• 本文:
Nightwalker

サーバー、レジ等の入れ替えは、
結局、日付が翌日へ変わりしばらくして終了。
作業中の数時間、時々業者からの問いに答える以外は、
読書をして過ごし、途切れながらもなんとか一冊読み終えた。
問題は、その後...。
終電はその時点で、過ぎ去っていた。
自分の口座がある銀行は、来年からの合併に向けた
システム工事だかのために、
ATMから引き落としができなかったのだ...。
財布には、小銭すら寂しい状態。
あとで引き出せばいいと構えていたけど、
今日中はいつでも使用できなかったらしい...。
店で独り眠るのは、色々嫌な噂を憶えていたので抵抗があり、
微かな希望を持って店を閉め駅近くへ。
不用心に呆れるが、だんだんと胸が高鳴ってゆく。
マンガ喫茶、ネット喫茶の類いが知らぬ間に幾つもできていて、
片っ端から入ってはみるが、案の定クレジットカードお断りで、
どこにも入れなかった...。
しょうがなく数あるカプセルホテルをあたってみるが、
そこでも同様で、辟易した。
途中、中年男性に声をかけられたが、
何と言っているのかわからず無視してしまった。

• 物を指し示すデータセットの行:

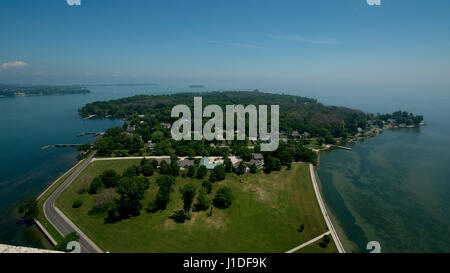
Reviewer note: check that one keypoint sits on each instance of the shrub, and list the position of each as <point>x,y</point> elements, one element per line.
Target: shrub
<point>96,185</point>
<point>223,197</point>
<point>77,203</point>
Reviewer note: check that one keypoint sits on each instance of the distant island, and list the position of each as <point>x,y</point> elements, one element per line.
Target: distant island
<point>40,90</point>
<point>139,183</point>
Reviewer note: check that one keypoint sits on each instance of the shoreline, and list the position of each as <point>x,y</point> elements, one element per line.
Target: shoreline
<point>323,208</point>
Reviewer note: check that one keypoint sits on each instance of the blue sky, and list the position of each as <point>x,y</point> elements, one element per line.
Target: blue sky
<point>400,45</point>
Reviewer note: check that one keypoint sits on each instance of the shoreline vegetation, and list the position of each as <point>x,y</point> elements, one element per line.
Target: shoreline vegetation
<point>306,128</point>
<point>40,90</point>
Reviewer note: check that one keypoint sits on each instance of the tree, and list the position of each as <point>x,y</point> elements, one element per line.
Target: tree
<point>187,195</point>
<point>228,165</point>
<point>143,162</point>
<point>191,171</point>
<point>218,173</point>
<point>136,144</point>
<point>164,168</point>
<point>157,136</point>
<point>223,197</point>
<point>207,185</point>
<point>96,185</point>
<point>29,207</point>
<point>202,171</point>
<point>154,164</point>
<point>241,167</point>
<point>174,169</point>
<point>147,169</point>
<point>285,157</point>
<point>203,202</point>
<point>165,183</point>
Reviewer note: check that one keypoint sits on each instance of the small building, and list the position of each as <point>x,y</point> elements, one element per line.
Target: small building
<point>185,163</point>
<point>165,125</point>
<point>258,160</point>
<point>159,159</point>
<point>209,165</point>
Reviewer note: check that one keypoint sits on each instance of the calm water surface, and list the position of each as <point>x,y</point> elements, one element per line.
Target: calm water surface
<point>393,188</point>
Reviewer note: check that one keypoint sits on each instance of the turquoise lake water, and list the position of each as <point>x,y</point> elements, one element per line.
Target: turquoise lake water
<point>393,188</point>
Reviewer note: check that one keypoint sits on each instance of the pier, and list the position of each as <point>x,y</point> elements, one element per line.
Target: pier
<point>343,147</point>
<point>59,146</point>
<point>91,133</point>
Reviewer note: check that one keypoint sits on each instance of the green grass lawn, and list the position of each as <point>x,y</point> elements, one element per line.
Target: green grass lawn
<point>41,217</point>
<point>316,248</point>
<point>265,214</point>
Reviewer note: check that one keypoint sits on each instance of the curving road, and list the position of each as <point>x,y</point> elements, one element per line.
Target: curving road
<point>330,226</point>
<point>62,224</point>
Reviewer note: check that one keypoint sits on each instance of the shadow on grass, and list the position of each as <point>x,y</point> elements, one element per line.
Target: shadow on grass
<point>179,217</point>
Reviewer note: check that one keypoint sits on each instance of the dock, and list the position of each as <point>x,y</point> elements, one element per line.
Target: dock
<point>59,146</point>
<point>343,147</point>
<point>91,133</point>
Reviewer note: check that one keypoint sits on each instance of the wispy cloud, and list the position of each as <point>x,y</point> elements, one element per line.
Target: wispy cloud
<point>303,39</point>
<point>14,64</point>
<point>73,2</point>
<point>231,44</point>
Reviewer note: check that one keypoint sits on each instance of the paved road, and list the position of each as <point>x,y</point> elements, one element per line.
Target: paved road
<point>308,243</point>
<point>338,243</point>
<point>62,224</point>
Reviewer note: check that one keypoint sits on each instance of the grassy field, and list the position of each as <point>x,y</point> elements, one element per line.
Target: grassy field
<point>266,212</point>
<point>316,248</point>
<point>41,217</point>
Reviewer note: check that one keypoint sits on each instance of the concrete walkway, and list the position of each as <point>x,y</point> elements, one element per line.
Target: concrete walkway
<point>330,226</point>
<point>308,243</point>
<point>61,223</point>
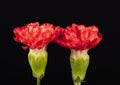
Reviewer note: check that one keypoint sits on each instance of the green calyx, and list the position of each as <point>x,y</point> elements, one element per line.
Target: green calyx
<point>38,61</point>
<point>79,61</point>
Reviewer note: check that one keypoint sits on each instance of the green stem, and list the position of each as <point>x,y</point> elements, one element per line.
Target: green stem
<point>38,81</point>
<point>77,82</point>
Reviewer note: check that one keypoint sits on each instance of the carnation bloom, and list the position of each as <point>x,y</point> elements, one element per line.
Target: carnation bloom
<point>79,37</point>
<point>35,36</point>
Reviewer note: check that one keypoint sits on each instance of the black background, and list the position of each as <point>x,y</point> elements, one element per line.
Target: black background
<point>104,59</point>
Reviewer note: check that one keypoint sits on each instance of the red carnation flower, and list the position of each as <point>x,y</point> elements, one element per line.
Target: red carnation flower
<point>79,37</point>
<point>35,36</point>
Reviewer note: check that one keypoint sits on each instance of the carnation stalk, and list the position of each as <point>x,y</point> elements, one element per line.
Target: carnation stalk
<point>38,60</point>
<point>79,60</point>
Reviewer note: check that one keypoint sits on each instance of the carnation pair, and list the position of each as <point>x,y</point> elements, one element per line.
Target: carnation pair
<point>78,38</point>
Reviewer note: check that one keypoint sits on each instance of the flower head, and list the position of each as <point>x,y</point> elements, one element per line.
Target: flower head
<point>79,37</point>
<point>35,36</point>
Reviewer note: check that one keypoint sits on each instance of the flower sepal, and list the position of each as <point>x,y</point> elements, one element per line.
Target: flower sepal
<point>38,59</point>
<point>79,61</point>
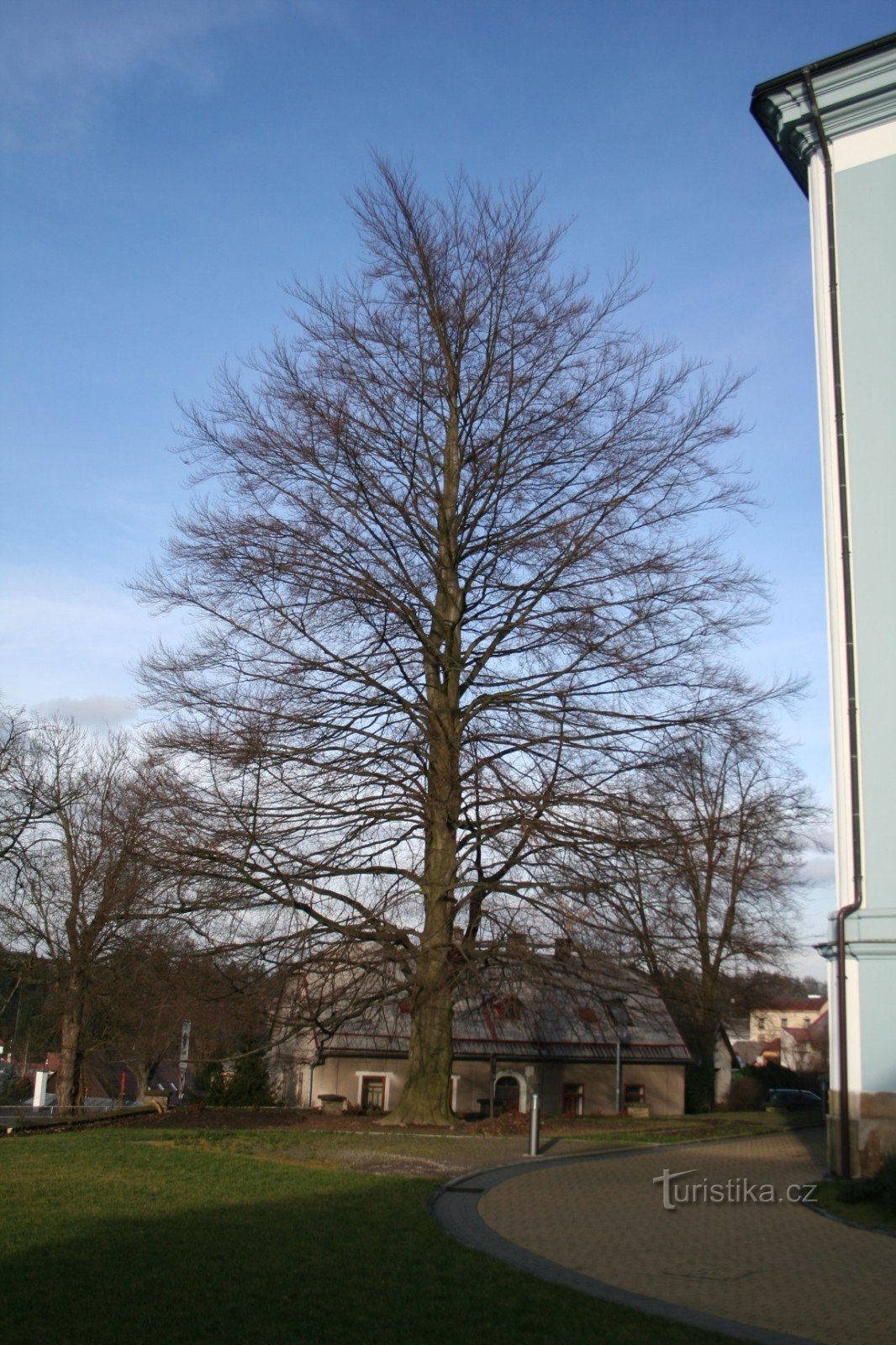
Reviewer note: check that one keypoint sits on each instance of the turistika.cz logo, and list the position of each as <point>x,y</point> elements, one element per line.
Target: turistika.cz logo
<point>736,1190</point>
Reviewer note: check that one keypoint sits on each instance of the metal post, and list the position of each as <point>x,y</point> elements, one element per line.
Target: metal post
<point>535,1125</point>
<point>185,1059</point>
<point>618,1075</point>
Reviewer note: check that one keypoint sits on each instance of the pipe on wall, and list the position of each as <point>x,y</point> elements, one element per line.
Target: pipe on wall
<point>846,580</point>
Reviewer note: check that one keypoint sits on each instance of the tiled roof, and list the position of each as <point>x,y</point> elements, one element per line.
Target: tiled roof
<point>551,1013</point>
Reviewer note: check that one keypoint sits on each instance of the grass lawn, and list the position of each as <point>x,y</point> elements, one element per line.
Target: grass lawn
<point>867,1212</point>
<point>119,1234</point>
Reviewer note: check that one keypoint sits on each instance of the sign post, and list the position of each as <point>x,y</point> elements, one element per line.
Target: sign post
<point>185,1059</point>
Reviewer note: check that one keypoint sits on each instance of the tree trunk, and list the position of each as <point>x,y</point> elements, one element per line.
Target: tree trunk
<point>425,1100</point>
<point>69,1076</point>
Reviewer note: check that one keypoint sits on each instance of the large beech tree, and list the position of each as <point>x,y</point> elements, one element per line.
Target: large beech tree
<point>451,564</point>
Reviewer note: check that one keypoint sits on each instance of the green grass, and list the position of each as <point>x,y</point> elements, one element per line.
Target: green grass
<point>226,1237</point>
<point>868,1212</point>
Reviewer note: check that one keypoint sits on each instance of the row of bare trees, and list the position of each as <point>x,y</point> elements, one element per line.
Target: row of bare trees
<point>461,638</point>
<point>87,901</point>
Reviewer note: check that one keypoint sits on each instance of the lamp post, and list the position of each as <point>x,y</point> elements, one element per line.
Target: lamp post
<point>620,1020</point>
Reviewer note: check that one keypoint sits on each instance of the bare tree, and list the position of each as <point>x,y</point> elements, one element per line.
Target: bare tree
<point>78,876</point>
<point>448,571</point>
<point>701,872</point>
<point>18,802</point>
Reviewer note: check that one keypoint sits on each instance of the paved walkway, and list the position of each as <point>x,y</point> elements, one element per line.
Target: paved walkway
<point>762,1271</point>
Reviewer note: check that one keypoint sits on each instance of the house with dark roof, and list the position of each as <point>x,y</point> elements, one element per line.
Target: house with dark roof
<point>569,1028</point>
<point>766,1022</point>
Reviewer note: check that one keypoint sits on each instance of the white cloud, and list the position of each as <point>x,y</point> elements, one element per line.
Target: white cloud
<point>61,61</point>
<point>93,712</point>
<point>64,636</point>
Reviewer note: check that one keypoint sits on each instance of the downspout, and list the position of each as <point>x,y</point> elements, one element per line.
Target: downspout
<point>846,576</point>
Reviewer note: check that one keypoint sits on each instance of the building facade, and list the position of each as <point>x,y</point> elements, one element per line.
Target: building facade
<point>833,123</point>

• ミニ問題 1:
終電を逃した夜の文章から、「問題は、その後...。」から「どこにも入れなかった...。」までの部分を、一字も変えずに書き写してください。
• ミニ問題 2:
終電を逃した夜の文章の続きを、最後の文のあとから書いてください。

• 正しい答え 1:
問題は、その後...。
終電はその時点で、過ぎ去っていた。
自分の口座がある銀行は、来年からの合併に向けた
システム工事だかのために、
ATMから引き落としができなかったのだ...。
財布には、小銭すら寂しい状態。
あとで引き出せばいいと構えていたけど、
今日中はいつでも使用できなかったらしい...。
店で独り眠るのは、色々嫌な噂を憶えていたので抵抗があり、
微かな希望を持って店を閉め駅近くへ。
不用心に呆れるが、だんだんと胸が高鳴ってゆく。
マンガ喫茶、ネット喫茶の類いが知らぬ間に幾つもできていて、
片っ端から入ってはみるが、案の定クレジットカードお断りで、
どこにも入れなかった...。

• 正しい答え 2:
それにしても、小雨まじりの日曜の夜とはいえ、
誰も歩いていない通りがある...妙な気分だった。
やっぱり店に戻るか...と諦めていた矢先、
旅館だと見過ごしていた建物に"カプセル"の文字を見つけて、
しかも自分の持つクレジットカード会社の看板が掲げられていた。
他のカプセルホテルと比べても、入り口だけでさえ経年の劣化が目につき、
まぁ泊まれるだけいいかとようやく一息つけた。
一時間余だらだらと歩き廻って、最近の体調不良も加えてさすがに疲れた。
 

生まれて初めて泊まったカプセルホテル...。
よく見れば、殆ど埋まっていた。
隣の客の鼾が凄まじかった。
こういうのもたまにはいいかなぁと想いつつ、
なんだか寂しくもあった。
風呂に入る気にもなれず、早朝まで寝て始発くらいには出ようと
携帯のタイマーを合わせようとしたが、
見たことのない表示のあと、電源は切れそのまま動かなかった...。
眠るには高揚していたし、狭さに落ち着かなかったけど、
目を閉じてしばらくしたら、眠っていた。
目が覚めて携帯の電源を入れてみたら、ちゃんとついて一安心。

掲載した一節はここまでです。